TASK:
Provide only the number of lines in the records where "white" appears.
=== Begin Enclosure ===
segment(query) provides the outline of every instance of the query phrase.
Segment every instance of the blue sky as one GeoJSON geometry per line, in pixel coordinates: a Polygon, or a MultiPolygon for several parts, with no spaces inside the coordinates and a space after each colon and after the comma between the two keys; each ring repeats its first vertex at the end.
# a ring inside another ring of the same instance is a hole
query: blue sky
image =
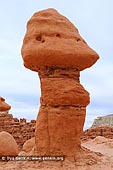
{"type": "Polygon", "coordinates": [[[34,12],[56,8],[79,29],[100,60],[81,72],[90,92],[85,128],[97,116],[113,113],[113,1],[3,0],[0,3],[0,96],[11,104],[14,117],[35,119],[39,108],[38,74],[23,66],[21,46],[26,23],[34,12]]]}

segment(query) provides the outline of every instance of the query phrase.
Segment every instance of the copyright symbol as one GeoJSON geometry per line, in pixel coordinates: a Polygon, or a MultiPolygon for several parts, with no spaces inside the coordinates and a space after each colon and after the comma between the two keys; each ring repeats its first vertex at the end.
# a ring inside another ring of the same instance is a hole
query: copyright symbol
{"type": "Polygon", "coordinates": [[[2,161],[5,161],[5,160],[6,160],[6,157],[5,157],[5,156],[3,156],[3,157],[2,157],[2,161]]]}

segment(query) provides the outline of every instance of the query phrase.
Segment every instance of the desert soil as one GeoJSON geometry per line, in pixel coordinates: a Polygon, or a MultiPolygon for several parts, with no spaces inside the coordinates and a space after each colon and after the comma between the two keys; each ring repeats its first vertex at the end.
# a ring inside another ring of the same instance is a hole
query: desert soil
{"type": "Polygon", "coordinates": [[[113,139],[97,136],[82,141],[82,149],[74,160],[0,162],[0,170],[113,170],[113,139]]]}

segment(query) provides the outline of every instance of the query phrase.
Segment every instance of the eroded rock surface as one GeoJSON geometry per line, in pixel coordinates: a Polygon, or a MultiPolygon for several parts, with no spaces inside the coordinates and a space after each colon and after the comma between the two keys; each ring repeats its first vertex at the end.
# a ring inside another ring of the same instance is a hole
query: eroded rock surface
{"type": "Polygon", "coordinates": [[[91,67],[98,54],[66,17],[47,9],[29,20],[22,57],[25,67],[37,71],[41,82],[35,152],[76,155],[90,102],[79,81],[80,71],[91,67]]]}
{"type": "Polygon", "coordinates": [[[83,70],[98,59],[77,28],[54,9],[37,12],[29,20],[22,56],[24,65],[35,71],[47,66],[83,70]]]}

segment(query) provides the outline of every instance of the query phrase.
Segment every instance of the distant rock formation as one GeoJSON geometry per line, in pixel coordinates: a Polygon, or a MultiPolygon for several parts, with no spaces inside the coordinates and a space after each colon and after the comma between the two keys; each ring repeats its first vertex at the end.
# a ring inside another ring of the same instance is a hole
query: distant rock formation
{"type": "Polygon", "coordinates": [[[83,132],[81,139],[82,140],[94,139],[97,136],[104,136],[105,138],[113,139],[113,127],[98,126],[95,128],[87,129],[83,132]]]}
{"type": "Polygon", "coordinates": [[[0,156],[17,156],[19,153],[18,146],[11,134],[0,132],[0,156]]]}
{"type": "Polygon", "coordinates": [[[113,127],[113,114],[97,117],[94,120],[91,128],[95,128],[95,127],[98,127],[98,126],[111,126],[111,127],[113,127]]]}
{"type": "Polygon", "coordinates": [[[5,102],[3,97],[0,97],[0,113],[8,113],[11,106],[5,102]]]}
{"type": "Polygon", "coordinates": [[[10,133],[16,140],[19,149],[23,144],[35,135],[36,121],[27,122],[26,119],[13,118],[12,114],[0,114],[0,132],[10,133]]]}
{"type": "Polygon", "coordinates": [[[41,106],[36,123],[38,155],[74,156],[80,149],[89,93],[80,71],[99,58],[77,28],[55,9],[35,13],[22,46],[24,66],[38,72],[41,106]]]}

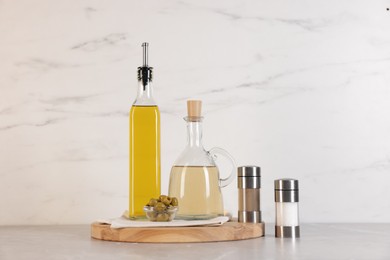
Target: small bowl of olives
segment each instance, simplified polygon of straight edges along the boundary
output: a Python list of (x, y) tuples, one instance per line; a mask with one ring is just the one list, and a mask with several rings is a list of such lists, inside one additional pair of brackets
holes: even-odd
[(150, 199), (144, 207), (146, 217), (150, 221), (167, 222), (175, 218), (178, 200), (175, 197), (161, 195), (158, 199)]

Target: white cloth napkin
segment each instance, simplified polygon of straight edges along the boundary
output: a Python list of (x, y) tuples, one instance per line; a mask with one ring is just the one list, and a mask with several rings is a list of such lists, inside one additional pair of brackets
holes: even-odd
[(99, 219), (97, 222), (110, 224), (111, 228), (126, 227), (190, 227), (190, 226), (210, 226), (222, 225), (227, 222), (229, 217), (222, 216), (207, 220), (172, 220), (170, 222), (152, 222), (147, 219), (130, 220), (124, 216), (114, 219)]

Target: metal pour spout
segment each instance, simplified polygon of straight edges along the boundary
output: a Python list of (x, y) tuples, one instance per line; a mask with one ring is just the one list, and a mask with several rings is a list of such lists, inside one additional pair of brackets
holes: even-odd
[(149, 43), (144, 42), (142, 43), (142, 49), (143, 49), (143, 66), (147, 67), (148, 66), (148, 47)]
[(142, 67), (138, 67), (138, 81), (142, 83), (144, 86), (143, 88), (146, 89), (146, 85), (149, 84), (150, 81), (152, 81), (152, 73), (153, 73), (153, 68), (149, 67), (148, 65), (148, 56), (149, 56), (149, 43), (144, 42), (142, 43), (142, 60), (143, 60), (143, 65)]

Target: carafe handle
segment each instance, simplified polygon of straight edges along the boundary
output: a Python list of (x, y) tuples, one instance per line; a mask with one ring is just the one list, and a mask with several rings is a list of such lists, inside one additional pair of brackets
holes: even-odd
[(223, 155), (231, 162), (233, 168), (232, 168), (230, 175), (227, 178), (219, 178), (219, 186), (221, 188), (228, 186), (234, 180), (236, 168), (237, 168), (236, 162), (234, 161), (233, 156), (231, 156), (230, 153), (228, 153), (226, 150), (219, 148), (219, 147), (211, 148), (209, 151), (209, 154), (214, 159), (217, 157), (217, 154)]

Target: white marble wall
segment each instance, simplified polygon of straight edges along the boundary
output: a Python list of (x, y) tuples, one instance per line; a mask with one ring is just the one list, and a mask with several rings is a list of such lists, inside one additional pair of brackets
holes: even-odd
[[(150, 42), (162, 188), (185, 100), (206, 148), (300, 180), (302, 222), (390, 220), (389, 0), (0, 0), (0, 225), (127, 207), (128, 111)], [(236, 181), (224, 189), (236, 215)]]

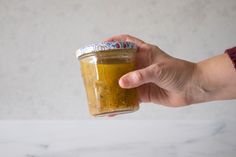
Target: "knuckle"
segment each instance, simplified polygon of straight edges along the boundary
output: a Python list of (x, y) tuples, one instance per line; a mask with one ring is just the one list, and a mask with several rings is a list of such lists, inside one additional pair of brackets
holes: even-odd
[(129, 34), (121, 34), (120, 36), (123, 36), (123, 37), (125, 37), (125, 38), (129, 38), (129, 37), (130, 37)]
[(127, 38), (131, 38), (131, 35), (129, 35), (129, 34), (125, 34), (125, 36), (126, 36)]
[(136, 71), (134, 76), (137, 82), (142, 82), (144, 80), (143, 74), (140, 71)]
[(152, 73), (155, 77), (160, 78), (163, 75), (163, 64), (154, 64)]
[(157, 45), (152, 45), (152, 46), (153, 46), (153, 49), (160, 50), (160, 48)]
[(125, 37), (126, 37), (126, 41), (132, 41), (133, 39), (133, 37), (129, 34), (126, 34)]

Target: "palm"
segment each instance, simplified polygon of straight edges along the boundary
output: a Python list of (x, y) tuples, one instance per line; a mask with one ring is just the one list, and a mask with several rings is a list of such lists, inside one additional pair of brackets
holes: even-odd
[(160, 88), (156, 84), (149, 83), (138, 87), (141, 102), (153, 102), (168, 106), (179, 106), (186, 104), (183, 93), (173, 93)]

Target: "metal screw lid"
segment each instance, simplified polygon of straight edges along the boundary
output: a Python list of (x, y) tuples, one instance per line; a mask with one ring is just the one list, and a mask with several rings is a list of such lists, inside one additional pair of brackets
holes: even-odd
[(92, 52), (98, 52), (98, 51), (101, 52), (114, 49), (137, 49), (137, 46), (132, 42), (125, 42), (125, 41), (95, 43), (83, 48), (79, 48), (76, 51), (76, 57), (78, 58), (84, 54)]

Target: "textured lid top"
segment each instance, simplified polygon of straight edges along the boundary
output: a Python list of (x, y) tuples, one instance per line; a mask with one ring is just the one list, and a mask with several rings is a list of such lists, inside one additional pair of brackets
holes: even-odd
[(78, 49), (76, 51), (76, 57), (78, 58), (84, 54), (88, 54), (91, 52), (107, 51), (114, 49), (137, 49), (137, 46), (134, 43), (124, 41), (95, 43)]

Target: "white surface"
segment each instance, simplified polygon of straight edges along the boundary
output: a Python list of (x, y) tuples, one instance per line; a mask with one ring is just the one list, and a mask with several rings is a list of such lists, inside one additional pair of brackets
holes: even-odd
[(2, 121), (2, 157), (235, 157), (235, 121)]
[[(0, 119), (88, 119), (77, 48), (128, 33), (198, 61), (236, 43), (235, 0), (0, 0)], [(235, 119), (235, 101), (116, 119)]]

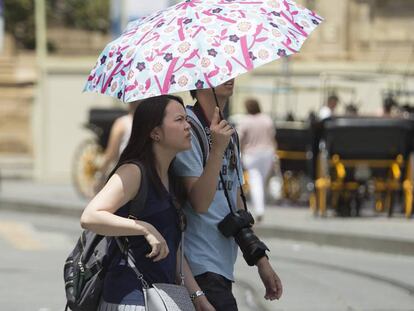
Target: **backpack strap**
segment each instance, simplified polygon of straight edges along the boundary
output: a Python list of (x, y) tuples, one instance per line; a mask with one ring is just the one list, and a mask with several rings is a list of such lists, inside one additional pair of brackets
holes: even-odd
[(204, 129), (192, 116), (187, 115), (187, 121), (188, 123), (190, 123), (191, 128), (197, 137), (197, 140), (198, 140), (198, 143), (200, 145), (201, 152), (203, 155), (203, 167), (205, 167), (207, 163), (207, 156), (208, 156), (207, 153), (210, 149), (207, 136), (204, 132)]
[[(131, 201), (126, 203), (130, 205), (128, 217), (136, 219), (138, 218), (138, 215), (141, 214), (142, 211), (145, 209), (145, 203), (147, 201), (147, 195), (148, 195), (148, 178), (145, 172), (144, 165), (138, 160), (127, 160), (123, 163), (120, 163), (114, 168), (113, 171), (115, 172), (120, 166), (124, 164), (135, 164), (136, 166), (139, 167), (141, 171), (141, 185), (139, 186), (139, 190), (137, 194), (135, 195), (135, 197), (131, 199)], [(134, 202), (134, 204), (131, 205), (130, 204), (131, 202)]]
[(131, 205), (129, 208), (129, 217), (130, 218), (138, 218), (138, 215), (142, 213), (145, 209), (145, 203), (147, 202), (147, 195), (148, 195), (148, 179), (145, 172), (144, 165), (136, 160), (131, 160), (126, 163), (135, 164), (141, 170), (141, 185), (139, 187), (138, 193), (136, 196), (131, 200), (134, 204)]

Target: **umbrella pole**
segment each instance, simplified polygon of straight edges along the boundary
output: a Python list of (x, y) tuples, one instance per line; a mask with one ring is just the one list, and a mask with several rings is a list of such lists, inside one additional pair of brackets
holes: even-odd
[(220, 105), (219, 105), (219, 102), (218, 102), (218, 99), (217, 99), (216, 90), (214, 89), (214, 87), (213, 87), (213, 88), (211, 88), (211, 89), (213, 90), (213, 95), (214, 95), (214, 100), (216, 101), (216, 106), (217, 106), (217, 107), (218, 107), (218, 109), (219, 109), (220, 119), (221, 119), (221, 120), (224, 120), (224, 116), (223, 116), (223, 114), (221, 113)]

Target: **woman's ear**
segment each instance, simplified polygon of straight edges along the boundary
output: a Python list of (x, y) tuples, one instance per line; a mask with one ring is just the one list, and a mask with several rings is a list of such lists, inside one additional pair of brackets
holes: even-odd
[(151, 139), (154, 140), (154, 141), (160, 141), (160, 139), (161, 139), (161, 133), (160, 132), (161, 131), (158, 127), (154, 128), (151, 131), (151, 134), (150, 134)]

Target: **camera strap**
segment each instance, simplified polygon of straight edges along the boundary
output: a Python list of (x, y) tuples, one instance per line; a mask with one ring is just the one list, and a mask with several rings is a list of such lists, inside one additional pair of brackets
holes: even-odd
[[(213, 93), (214, 93), (214, 97), (216, 99), (216, 104), (218, 106), (218, 101), (217, 101), (217, 97), (216, 97), (216, 93), (215, 93), (214, 89), (213, 89)], [(198, 141), (199, 141), (200, 147), (202, 149), (203, 167), (204, 167), (206, 165), (206, 162), (207, 162), (207, 152), (210, 151), (211, 143), (212, 143), (211, 132), (210, 132), (210, 124), (207, 120), (207, 117), (206, 117), (201, 105), (198, 102), (196, 102), (193, 107), (189, 107), (189, 108), (194, 112), (194, 114), (197, 116), (198, 120), (202, 124), (202, 127), (200, 127), (200, 125), (195, 120), (193, 120), (191, 117), (189, 118), (190, 125), (191, 125), (191, 127), (192, 127)], [(222, 119), (224, 119), (223, 116), (221, 115), (221, 112), (220, 112), (220, 117)], [(239, 172), (239, 169), (238, 169), (238, 164), (239, 164), (238, 162), (239, 162), (240, 157), (238, 157), (237, 154), (239, 154), (240, 148), (239, 148), (239, 139), (238, 139), (237, 132), (235, 132), (235, 134), (231, 137), (230, 144), (231, 144), (230, 148), (233, 148), (232, 156), (234, 157), (233, 159), (230, 158), (230, 161), (234, 161), (233, 165), (234, 165), (234, 169), (236, 170), (237, 181), (238, 181), (239, 187), (240, 187), (240, 197), (242, 199), (243, 206), (244, 206), (245, 210), (247, 211), (246, 197), (244, 195), (244, 191), (243, 191), (243, 187), (242, 187), (241, 179), (240, 179), (240, 172)], [(206, 150), (206, 149), (208, 149), (208, 150)], [(226, 197), (227, 204), (228, 204), (228, 207), (230, 209), (230, 212), (234, 214), (235, 209), (232, 208), (230, 195), (228, 193), (226, 183), (225, 183), (225, 180), (224, 180), (224, 177), (223, 177), (223, 174), (222, 174), (221, 170), (220, 170), (220, 181), (223, 185), (224, 196)]]

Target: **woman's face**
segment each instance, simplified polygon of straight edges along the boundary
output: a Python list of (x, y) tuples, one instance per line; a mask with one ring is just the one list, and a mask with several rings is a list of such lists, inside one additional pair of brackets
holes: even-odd
[(191, 148), (190, 124), (184, 107), (171, 100), (165, 108), (161, 126), (161, 143), (172, 150), (183, 151)]

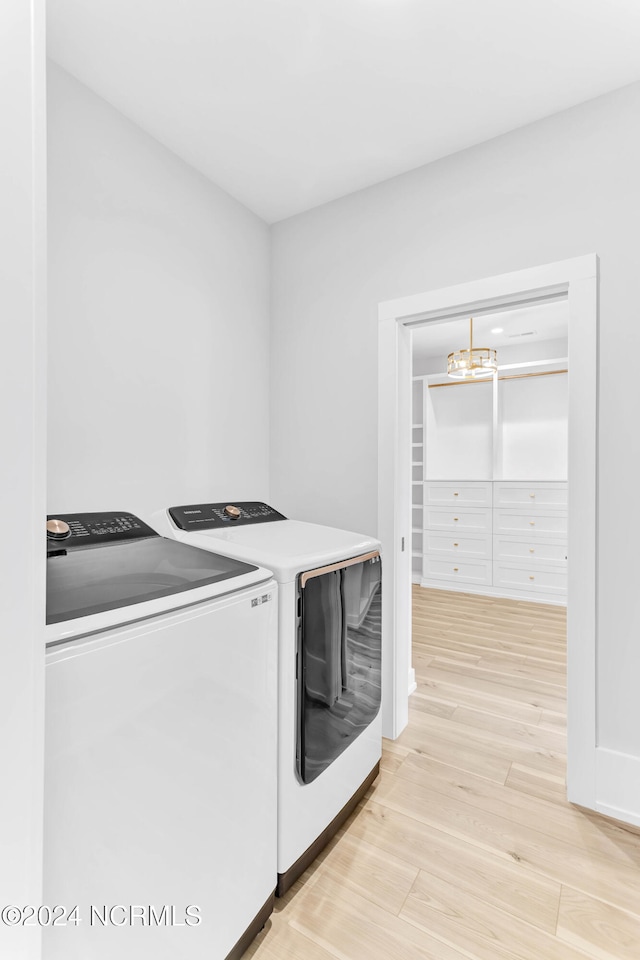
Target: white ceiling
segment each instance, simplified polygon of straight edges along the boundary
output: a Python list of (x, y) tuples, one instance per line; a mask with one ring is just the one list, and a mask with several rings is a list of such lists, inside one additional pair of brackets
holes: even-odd
[[(492, 330), (502, 328), (502, 333)], [(536, 304), (520, 310), (491, 313), (473, 319), (473, 342), (477, 347), (522, 347), (547, 340), (564, 340), (569, 331), (569, 306), (566, 300)], [(413, 361), (418, 368), (424, 360), (438, 357), (446, 366), (446, 356), (469, 346), (469, 318), (430, 323), (413, 331)], [(498, 356), (498, 361), (500, 357)]]
[(268, 222), (640, 78), (637, 0), (48, 0), (48, 33)]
=== End Enclosure ===
RESPONSE:
4